→ **Goal A**
Translate this sentence from the methodology page into Spanish: "The University of Scientific Workflow (USW) does not ask how much an agent knows."

Methodology

Not how much science an agent knows — whether it can drive discovery.

The University of Scientific Workflow (USW) does not ask how much an agent knows. It asks whether an agent can — like a working scientist — drive genuine, progressive discovery through a real experimental loop: adhering to a workflow taken from the actual procedure behind a Nature-family paper. The aim is to close the gap between benchmark success and real-world impact — so that passing USW means an agent can collaborate with scientists, or autonomously conduct research, in practice.

Research previewMulti-round review · atomized eval

Key point 01

Multi-round review, by the people who do the science

Every task is built through a carefully staged review system — proposed by a Ph.D. student, judged by their in-lab advisor, then revised for agent execution, with the loop run on OpenReview.

Ph.D. student

Propose

A Ph.D. student proposes a practical, meaningful task following the task-construction guideline.

In-lab advisor

Evaluate

The student's advisor — a domain expert in the same lab — judges whether the direction is promising enough to anchor a Nature-family paper.

Lead student

Revise for agents

The lead student lightly revises the proposal — dataset paths, the main workspace path — so an agent can execute it in a computer environment.

→ **Entries shown**

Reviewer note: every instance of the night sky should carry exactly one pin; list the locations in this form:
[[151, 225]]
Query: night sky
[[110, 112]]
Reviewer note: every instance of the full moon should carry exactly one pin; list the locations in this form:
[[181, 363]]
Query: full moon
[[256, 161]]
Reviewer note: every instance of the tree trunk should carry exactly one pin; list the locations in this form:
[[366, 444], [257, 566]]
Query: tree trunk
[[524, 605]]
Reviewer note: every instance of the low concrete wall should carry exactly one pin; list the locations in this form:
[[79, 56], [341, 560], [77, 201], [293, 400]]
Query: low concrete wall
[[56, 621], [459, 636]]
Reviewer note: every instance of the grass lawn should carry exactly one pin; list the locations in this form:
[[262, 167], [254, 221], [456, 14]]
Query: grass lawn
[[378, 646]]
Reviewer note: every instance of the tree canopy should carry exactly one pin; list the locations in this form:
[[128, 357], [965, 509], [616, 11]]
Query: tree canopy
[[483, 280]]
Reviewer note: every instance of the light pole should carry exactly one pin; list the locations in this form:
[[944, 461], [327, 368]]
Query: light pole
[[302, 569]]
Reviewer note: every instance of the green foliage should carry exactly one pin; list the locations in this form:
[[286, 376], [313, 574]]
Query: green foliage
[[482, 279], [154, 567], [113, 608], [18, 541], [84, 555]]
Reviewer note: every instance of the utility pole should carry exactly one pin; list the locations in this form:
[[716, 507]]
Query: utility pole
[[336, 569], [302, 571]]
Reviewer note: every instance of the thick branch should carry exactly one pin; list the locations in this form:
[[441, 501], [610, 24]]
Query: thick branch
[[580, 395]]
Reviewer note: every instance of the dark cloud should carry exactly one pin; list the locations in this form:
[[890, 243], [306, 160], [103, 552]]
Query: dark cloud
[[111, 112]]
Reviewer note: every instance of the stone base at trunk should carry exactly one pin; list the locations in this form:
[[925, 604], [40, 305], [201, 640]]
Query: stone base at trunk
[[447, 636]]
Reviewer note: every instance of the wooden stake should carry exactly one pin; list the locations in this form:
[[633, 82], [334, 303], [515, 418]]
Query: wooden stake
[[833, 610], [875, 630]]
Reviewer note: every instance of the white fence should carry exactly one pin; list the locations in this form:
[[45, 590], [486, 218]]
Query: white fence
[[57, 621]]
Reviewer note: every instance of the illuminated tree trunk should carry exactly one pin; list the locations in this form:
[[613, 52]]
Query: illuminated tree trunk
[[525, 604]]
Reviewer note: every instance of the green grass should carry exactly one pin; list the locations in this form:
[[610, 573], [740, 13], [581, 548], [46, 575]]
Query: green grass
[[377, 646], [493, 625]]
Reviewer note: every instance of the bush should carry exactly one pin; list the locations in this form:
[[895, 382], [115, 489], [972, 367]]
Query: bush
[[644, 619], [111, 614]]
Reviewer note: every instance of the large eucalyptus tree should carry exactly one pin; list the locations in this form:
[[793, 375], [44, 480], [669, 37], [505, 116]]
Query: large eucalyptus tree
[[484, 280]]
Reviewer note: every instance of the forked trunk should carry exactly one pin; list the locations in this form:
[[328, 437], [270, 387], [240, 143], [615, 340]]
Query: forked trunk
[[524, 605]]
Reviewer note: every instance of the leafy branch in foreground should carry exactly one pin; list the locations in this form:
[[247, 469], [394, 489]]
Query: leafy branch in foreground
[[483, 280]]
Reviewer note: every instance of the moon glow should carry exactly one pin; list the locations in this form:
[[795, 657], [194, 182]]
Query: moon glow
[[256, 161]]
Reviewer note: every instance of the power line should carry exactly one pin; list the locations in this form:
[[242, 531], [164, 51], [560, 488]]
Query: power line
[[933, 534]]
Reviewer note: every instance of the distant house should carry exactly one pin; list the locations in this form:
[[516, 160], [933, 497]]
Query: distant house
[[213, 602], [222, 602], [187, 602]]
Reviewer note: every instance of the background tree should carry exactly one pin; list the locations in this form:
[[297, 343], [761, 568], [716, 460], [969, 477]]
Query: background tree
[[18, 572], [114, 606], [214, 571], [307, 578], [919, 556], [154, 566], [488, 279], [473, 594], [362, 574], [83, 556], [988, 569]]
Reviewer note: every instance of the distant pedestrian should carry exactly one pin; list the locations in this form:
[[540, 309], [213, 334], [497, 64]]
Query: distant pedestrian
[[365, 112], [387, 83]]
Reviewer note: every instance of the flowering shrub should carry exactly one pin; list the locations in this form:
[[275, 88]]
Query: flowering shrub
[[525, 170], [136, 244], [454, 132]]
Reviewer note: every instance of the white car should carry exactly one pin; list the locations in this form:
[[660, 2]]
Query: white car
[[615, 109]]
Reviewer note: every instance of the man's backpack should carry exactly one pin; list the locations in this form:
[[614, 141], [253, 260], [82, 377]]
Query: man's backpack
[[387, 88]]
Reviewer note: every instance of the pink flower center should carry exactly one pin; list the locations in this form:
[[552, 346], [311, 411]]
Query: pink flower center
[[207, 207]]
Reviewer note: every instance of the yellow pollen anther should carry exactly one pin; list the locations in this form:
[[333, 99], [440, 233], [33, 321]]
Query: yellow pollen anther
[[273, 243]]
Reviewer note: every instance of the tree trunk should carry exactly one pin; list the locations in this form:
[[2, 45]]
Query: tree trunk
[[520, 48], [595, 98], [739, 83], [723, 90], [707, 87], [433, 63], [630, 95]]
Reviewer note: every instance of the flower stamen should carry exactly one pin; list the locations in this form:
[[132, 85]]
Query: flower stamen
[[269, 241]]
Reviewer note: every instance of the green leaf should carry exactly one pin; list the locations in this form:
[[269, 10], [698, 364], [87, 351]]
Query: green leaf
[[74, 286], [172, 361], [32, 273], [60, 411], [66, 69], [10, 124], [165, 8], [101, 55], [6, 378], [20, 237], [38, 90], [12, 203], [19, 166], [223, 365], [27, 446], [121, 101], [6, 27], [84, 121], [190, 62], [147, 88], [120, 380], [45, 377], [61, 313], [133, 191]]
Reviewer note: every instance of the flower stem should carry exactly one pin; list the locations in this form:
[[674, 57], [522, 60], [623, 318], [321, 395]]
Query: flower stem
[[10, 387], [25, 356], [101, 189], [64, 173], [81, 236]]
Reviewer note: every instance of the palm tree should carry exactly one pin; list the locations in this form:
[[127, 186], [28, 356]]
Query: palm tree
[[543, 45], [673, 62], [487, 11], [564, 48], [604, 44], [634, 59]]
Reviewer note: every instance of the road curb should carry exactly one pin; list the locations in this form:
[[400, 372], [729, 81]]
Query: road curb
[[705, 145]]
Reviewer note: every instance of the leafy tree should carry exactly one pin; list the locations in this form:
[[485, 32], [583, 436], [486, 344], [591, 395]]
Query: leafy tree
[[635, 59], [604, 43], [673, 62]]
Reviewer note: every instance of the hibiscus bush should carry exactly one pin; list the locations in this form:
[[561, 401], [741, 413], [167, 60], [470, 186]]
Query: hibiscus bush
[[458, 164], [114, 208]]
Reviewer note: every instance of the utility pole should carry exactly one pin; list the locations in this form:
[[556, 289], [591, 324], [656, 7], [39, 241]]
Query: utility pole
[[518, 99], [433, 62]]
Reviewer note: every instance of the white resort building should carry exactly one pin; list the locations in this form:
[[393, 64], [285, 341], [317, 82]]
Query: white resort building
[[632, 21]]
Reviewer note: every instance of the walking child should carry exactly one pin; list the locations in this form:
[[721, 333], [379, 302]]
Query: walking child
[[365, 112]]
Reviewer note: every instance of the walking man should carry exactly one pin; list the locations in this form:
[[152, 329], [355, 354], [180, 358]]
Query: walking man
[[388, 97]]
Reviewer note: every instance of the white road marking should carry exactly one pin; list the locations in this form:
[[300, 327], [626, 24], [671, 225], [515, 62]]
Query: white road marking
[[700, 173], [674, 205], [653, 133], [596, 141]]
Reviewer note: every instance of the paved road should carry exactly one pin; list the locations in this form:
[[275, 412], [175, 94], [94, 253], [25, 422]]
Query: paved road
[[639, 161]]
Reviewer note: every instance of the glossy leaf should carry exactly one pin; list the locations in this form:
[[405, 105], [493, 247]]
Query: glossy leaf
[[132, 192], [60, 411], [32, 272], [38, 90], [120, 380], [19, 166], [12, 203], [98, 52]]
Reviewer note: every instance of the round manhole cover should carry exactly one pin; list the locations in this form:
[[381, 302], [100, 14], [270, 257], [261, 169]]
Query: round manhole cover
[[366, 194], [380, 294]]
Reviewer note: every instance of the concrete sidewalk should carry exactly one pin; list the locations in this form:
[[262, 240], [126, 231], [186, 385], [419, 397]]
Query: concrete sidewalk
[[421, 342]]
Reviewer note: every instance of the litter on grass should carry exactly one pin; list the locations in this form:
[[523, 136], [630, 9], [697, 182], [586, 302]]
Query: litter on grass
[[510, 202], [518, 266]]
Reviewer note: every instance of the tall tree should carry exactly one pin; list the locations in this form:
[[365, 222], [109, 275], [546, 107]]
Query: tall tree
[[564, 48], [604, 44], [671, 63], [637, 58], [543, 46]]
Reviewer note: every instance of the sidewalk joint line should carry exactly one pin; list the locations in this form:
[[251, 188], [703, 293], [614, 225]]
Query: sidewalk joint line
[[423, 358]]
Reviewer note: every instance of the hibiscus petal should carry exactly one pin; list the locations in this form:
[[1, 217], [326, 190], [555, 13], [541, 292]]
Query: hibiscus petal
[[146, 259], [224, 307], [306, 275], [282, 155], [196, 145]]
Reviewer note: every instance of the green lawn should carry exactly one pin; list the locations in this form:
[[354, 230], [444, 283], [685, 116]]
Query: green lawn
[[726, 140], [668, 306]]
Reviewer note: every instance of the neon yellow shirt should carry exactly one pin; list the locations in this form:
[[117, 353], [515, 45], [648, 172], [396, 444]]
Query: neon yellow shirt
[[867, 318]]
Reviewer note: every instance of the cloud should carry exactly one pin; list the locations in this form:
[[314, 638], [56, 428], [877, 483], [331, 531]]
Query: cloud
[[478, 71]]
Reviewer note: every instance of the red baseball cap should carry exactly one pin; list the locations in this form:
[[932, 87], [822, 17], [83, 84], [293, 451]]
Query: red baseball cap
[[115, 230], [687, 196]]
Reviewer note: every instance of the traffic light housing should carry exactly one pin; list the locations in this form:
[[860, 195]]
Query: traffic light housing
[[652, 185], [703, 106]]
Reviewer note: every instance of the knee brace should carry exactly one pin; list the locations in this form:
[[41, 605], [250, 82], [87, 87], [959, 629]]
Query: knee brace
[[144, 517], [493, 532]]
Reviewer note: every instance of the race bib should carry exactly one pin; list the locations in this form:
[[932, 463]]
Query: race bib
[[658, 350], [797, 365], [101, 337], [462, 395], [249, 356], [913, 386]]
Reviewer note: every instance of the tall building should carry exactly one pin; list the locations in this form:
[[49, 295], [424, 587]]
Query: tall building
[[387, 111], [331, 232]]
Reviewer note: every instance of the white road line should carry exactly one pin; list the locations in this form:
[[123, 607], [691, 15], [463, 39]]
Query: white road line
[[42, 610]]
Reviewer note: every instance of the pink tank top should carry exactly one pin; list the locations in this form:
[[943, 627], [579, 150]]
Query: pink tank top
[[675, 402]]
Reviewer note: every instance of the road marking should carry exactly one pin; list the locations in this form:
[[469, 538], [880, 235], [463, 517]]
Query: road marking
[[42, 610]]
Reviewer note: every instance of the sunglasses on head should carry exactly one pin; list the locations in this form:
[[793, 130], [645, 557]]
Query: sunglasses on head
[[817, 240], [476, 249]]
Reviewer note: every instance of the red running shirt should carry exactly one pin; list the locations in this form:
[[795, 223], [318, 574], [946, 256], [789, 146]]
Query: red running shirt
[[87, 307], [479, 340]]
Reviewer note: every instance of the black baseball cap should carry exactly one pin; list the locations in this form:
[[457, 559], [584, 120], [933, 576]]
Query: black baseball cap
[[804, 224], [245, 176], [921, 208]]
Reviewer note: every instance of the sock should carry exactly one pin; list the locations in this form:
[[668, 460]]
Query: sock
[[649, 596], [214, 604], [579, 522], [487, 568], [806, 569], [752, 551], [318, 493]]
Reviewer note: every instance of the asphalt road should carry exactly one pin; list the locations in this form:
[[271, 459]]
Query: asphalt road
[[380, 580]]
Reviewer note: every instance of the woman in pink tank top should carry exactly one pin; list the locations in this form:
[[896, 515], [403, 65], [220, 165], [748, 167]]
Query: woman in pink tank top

→ **Goal B**
Rewrite the part of the rows that opens with the line containing "Reviewer note: every instance of the pink flower" and closes with the line containing "[[207, 207]]", putting "pink bloom center" in place of "pink flower center" and keeping everything else the same.

→ **Written reply A**
La Universidad del Flujo de Trabajo Científico (USW) no pregunta cuánto sabe un agente.

→ **Written reply B**
Reviewer note: every instance of the pink bloom center should carry exactly one pin; list the locations in this form:
[[552, 346], [311, 411]]
Query: pink bloom center
[[207, 207]]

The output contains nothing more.